Entries excerpted from a collection »

──────────

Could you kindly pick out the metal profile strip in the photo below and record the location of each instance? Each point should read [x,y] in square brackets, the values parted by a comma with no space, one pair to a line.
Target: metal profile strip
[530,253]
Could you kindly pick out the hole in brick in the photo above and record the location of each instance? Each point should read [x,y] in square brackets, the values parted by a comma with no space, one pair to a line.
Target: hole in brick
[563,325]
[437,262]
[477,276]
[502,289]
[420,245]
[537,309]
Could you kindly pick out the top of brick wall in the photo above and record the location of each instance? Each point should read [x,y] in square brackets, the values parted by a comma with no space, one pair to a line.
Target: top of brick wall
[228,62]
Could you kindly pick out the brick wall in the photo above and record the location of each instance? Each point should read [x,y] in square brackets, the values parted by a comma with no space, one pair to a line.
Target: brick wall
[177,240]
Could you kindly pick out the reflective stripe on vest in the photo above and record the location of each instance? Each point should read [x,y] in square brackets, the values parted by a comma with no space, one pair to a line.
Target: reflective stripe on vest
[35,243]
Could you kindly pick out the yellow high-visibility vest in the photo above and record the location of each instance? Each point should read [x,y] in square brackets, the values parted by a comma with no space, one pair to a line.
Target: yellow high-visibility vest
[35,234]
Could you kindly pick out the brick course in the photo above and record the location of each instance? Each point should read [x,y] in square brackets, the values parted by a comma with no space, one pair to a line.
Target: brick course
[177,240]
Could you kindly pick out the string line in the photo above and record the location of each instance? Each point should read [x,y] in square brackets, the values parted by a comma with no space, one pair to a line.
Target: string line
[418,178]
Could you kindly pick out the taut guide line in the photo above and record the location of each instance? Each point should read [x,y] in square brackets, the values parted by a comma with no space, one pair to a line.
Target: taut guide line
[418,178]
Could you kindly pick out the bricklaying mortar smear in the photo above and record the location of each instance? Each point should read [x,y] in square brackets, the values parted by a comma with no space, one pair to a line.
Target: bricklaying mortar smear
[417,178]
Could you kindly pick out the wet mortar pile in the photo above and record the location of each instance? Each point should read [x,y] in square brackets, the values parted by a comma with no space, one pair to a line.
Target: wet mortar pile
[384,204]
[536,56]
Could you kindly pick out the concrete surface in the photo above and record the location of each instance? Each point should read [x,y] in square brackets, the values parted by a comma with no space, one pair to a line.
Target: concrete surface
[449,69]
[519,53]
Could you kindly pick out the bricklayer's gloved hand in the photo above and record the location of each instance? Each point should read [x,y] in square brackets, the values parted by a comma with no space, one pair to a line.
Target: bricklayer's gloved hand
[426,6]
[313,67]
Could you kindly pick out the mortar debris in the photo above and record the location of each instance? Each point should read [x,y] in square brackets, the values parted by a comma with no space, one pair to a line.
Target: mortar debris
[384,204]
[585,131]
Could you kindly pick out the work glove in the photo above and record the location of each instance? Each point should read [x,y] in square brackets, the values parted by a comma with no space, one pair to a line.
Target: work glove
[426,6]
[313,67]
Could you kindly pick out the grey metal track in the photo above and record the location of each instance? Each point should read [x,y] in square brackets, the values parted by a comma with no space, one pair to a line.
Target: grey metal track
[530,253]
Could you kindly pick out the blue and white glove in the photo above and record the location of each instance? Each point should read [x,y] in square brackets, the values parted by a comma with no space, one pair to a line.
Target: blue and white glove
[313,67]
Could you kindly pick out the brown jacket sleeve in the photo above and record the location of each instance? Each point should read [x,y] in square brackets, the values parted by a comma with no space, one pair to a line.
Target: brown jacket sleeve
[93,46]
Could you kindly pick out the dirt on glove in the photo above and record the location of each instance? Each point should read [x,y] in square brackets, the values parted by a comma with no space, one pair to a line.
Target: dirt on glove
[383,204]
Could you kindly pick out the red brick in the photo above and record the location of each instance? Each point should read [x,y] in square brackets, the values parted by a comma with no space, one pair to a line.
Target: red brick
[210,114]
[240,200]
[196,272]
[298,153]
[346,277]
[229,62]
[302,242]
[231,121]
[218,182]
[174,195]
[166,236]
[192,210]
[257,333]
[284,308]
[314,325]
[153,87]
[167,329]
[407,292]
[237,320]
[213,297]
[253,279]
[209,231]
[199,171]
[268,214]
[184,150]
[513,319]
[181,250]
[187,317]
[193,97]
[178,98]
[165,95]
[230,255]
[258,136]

──────────

SET TASK »
Revise everything from the line containing "Could you kindly pick out the brown" down to the end of the entries by swapping "jacket sleeve" for "coat sleeve" and keeping all else unchanged.

SOLUTION FOR THIS TASK »
Could you kindly pick out the brown coat sleeve in the photo above and record the location of each instance? Each point should read [x,y] in square brackets, the values parted by a comma with no space, one pair to a line.
Target: brown coat sleeve
[93,46]
Could you kindly pick out the dirt on glove in the photo above and record the location of each instance? Each point should read [x,y] in square brackets, the values parted by a comma with no space, one pair to a line.
Target: dirt on glove
[383,204]
Could you kindly pick out the red brick in the photo above and record the location of each instance? Each point should read [x,y] in square brackets, the values parted by a comma with no space, one pair to a line.
Target: red brick
[210,114]
[240,200]
[196,272]
[298,153]
[346,277]
[229,62]
[302,242]
[231,121]
[218,182]
[174,195]
[166,236]
[192,210]
[257,333]
[284,308]
[314,325]
[153,87]
[167,329]
[407,292]
[237,320]
[213,297]
[253,279]
[209,231]
[199,171]
[268,214]
[184,150]
[513,319]
[181,250]
[187,317]
[193,97]
[178,98]
[165,95]
[230,255]
[258,136]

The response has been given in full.